START RECORD EXCERPTS
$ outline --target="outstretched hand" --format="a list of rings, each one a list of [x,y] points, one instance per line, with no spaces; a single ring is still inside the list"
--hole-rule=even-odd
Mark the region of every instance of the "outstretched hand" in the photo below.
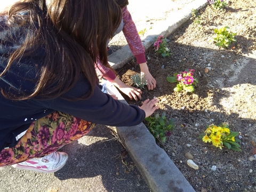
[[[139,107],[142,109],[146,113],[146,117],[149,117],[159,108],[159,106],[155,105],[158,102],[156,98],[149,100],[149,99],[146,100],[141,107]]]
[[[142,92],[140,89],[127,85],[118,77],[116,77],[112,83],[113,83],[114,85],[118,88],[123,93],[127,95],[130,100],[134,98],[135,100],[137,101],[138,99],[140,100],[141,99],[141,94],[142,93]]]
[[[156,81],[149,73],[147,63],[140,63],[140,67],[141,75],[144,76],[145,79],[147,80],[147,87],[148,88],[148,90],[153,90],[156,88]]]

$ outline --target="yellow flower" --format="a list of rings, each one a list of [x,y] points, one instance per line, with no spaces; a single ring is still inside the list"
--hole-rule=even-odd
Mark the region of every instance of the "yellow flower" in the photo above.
END RECORD EXCERPTS
START RECORD EXCERPTS
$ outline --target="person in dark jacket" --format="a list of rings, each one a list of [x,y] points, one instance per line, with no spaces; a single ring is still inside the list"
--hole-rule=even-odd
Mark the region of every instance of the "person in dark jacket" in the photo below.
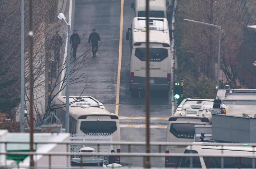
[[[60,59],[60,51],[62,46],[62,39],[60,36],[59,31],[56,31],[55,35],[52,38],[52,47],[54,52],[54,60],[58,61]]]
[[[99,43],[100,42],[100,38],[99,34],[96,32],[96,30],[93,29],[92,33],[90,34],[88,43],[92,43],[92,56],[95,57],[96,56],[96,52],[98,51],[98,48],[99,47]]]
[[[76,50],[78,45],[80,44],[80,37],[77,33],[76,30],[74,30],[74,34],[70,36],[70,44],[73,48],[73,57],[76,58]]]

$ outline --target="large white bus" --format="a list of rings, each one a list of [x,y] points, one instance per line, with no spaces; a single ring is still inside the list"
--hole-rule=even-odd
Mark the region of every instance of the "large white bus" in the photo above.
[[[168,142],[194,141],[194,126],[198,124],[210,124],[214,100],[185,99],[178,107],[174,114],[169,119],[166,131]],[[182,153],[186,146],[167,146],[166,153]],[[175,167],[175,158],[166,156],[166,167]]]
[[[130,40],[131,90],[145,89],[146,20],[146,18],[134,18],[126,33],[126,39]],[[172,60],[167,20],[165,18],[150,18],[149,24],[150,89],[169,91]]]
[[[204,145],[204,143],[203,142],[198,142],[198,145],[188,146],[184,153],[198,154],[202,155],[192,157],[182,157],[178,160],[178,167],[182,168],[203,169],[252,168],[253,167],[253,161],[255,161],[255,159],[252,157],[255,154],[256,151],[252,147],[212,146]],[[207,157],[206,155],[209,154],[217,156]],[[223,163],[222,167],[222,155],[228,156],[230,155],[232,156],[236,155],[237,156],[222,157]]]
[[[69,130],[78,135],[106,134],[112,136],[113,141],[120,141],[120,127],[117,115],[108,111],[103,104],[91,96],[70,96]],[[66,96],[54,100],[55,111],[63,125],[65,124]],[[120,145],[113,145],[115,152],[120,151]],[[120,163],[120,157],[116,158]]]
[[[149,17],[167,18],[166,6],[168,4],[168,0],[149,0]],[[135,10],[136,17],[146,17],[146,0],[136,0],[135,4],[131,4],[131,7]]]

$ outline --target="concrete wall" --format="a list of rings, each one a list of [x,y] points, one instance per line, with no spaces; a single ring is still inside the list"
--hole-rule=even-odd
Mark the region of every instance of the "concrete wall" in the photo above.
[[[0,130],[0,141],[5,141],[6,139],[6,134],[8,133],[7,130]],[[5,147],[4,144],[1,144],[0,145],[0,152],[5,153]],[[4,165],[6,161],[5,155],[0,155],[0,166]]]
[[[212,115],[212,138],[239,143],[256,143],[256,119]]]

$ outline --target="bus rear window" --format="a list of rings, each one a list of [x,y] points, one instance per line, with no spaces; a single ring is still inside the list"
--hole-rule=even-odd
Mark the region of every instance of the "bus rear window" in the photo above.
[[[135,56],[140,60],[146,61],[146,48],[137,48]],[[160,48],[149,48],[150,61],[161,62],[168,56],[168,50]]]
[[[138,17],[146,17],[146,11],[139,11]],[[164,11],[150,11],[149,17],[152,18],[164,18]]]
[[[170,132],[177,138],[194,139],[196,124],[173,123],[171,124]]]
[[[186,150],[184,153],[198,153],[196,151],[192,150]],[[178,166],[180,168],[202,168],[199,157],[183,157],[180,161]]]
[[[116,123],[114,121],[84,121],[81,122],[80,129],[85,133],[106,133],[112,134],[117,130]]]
END RECORD EXCERPTS
START RECORD EXCERPTS
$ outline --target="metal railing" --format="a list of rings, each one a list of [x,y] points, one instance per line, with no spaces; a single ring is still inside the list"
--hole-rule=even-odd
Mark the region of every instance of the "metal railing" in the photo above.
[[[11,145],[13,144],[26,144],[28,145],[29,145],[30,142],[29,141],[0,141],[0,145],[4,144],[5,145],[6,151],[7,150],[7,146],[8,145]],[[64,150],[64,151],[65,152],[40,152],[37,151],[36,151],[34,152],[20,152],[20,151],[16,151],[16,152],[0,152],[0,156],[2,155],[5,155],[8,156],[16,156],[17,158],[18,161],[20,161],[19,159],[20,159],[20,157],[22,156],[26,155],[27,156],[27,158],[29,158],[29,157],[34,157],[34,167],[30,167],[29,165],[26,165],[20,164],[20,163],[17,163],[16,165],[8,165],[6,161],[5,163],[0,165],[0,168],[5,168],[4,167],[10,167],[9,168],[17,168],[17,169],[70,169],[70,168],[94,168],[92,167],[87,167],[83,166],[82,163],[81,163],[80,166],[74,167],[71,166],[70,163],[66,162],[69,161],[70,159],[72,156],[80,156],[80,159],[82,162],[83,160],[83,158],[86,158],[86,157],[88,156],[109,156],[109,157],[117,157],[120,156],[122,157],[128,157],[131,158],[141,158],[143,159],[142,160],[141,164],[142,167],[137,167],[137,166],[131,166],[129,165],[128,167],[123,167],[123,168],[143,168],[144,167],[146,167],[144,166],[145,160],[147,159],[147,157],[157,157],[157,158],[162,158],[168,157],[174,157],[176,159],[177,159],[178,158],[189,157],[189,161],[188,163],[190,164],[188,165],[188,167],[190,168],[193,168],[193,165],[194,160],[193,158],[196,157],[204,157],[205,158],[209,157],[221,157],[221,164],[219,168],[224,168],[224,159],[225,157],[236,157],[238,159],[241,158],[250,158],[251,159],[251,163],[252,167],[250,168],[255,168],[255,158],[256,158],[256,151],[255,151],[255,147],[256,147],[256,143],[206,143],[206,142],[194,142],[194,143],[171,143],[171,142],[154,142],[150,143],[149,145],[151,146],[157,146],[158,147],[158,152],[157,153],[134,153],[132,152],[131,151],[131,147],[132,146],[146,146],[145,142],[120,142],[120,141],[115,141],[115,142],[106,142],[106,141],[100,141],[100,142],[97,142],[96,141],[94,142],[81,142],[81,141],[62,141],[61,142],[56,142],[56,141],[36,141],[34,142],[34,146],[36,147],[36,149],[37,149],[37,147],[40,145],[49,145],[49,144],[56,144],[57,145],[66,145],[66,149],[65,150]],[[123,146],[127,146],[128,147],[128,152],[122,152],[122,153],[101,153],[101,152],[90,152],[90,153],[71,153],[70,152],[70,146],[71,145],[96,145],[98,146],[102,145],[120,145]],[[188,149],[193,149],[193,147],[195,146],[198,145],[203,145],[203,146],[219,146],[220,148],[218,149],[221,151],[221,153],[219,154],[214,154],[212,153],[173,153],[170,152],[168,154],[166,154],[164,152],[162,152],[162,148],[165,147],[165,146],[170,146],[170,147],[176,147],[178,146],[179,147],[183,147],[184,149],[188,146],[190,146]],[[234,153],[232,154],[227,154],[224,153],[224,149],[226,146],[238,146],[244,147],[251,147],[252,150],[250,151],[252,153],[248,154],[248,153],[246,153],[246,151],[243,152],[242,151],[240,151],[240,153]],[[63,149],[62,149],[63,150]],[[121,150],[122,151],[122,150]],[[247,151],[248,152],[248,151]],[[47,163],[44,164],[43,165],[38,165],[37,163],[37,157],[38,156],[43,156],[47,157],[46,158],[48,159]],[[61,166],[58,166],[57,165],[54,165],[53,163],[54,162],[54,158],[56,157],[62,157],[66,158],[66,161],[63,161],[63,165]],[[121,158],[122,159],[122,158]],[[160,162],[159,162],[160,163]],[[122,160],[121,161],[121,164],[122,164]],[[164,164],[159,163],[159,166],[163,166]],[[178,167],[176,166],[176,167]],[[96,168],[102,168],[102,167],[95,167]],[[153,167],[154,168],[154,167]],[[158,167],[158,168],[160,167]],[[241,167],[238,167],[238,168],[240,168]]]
END RECORD EXCERPTS
◆ **GIVEN INSTRUCTION**: Count the lines in the data above that contain the word "jacket", and reply with that number alone.

◆ **EXERCISE RESPONSE**: 2